Begin

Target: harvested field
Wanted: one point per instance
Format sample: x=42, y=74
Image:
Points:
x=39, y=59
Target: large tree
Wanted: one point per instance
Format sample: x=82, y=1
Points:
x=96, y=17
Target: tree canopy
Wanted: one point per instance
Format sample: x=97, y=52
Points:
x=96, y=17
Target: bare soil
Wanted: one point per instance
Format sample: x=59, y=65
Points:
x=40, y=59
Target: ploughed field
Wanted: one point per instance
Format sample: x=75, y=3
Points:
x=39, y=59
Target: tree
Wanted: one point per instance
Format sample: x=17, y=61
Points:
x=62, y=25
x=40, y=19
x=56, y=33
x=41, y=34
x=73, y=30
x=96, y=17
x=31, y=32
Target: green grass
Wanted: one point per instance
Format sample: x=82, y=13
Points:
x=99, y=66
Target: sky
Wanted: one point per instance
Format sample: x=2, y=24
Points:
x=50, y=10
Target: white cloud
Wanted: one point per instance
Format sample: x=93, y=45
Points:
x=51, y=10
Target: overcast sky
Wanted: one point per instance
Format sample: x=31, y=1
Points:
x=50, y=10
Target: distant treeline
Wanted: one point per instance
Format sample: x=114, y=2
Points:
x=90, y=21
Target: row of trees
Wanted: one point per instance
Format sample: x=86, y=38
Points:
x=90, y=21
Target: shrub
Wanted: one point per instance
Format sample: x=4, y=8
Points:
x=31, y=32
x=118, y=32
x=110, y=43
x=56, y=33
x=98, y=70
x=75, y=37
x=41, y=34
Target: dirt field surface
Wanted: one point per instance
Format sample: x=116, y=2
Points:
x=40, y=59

End
Begin

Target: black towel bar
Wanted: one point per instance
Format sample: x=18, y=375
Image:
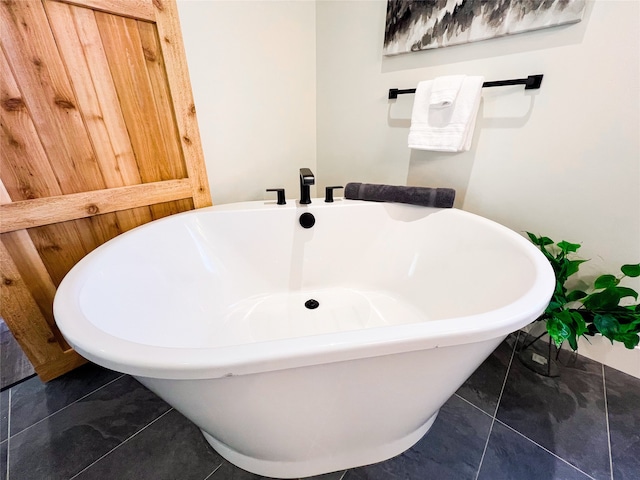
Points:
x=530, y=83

End

PROBLEM REQUIREMENTS | Please show each line of the data above that contains the word "field", copied in full.

ANSWER TO THIS TASK |
Target: harvested field
Target: ploughed field
Target: dirt field surface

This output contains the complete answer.